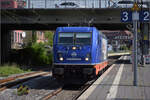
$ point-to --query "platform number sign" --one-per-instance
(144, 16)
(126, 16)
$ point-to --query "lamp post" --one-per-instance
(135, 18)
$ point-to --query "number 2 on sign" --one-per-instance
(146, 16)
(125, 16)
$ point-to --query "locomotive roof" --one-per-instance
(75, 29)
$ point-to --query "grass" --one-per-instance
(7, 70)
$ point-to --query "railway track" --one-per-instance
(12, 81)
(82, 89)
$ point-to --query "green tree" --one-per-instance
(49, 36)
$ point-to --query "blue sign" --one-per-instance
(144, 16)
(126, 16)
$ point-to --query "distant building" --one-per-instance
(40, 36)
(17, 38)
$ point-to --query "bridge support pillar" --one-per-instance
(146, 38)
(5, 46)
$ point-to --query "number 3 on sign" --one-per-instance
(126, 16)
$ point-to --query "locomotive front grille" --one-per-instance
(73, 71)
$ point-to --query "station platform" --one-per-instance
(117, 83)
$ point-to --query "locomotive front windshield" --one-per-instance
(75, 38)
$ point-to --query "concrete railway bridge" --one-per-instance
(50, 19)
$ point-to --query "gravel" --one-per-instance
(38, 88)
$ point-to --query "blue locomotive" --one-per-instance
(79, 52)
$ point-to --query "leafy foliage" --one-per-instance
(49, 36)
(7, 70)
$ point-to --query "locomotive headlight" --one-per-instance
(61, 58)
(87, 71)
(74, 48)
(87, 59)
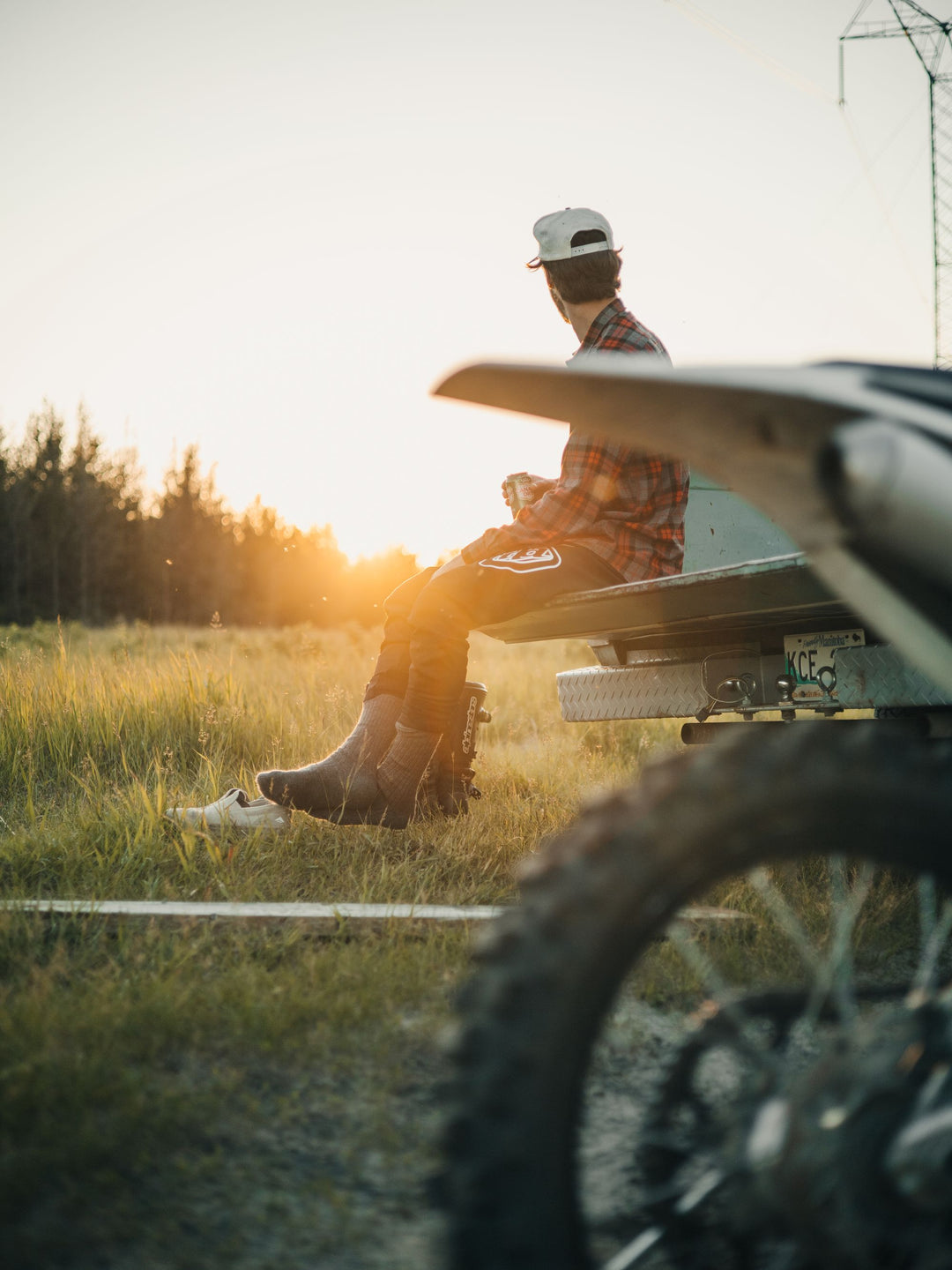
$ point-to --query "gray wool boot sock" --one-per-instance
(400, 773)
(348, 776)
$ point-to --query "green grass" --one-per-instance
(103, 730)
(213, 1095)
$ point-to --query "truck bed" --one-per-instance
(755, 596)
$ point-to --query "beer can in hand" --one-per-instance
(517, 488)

→ YOUR TASK
Repeat every entry above precisely, leaving each picture out.

→ WRITTEN ANSWER
$ point-to --query "platform number sign" --one-per-instance
(144, 16)
(126, 16)
$ point-to --query "lamp post" --one-per-instance
(135, 18)
$ point-to --query "number 2 on sign" --one-per-instance
(146, 16)
(125, 16)
$ point-to --query "locomotive roof" --one-per-instance
(75, 29)
$ point-to --query "grass" --one-per-instance
(7, 70)
$ point-to --query "railway track" --one-per-instance
(12, 81)
(82, 89)
$ point-to --query "green tree" --one-per-instance
(49, 36)
$ point-to --query "blue sign" --one-per-instance
(144, 16)
(126, 16)
$ point-to --query "distant building" --one-per-instance
(40, 36)
(17, 38)
$ point-to --query "bridge support pillar" --one-per-instance
(146, 38)
(5, 46)
$ point-to --query "number 3 on sign" --one-per-instance
(126, 16)
$ point-to --query "locomotive front grille" --one-per-instance
(73, 71)
$ point-to --query "station platform" --one-per-instance
(117, 83)
$ point-to --query "locomotive front windshield" --one-per-instance
(75, 38)
$ point-to --query "concrete railway bridge" --one-per-instance
(50, 19)
$ point-to --query "gravel" --one-per-instance
(38, 88)
$ point-to --query "blue locomotive" --one-per-instance
(79, 52)
$ point-to --query "leafy foliage" --one-per-instance
(49, 36)
(7, 70)
$ point-to --query "locomotive headlight" --one-per-instance
(61, 58)
(87, 71)
(74, 48)
(87, 59)
$ point-to --query "gray wool boot sock" --one-per-instance
(400, 773)
(348, 776)
$ point-to --query "green grass" --one-per-instance
(103, 730)
(213, 1095)
$ point-to --query "truck bed" --one-per-instance
(755, 596)
$ point-to --query "beer can in hand" --one-per-instance
(517, 488)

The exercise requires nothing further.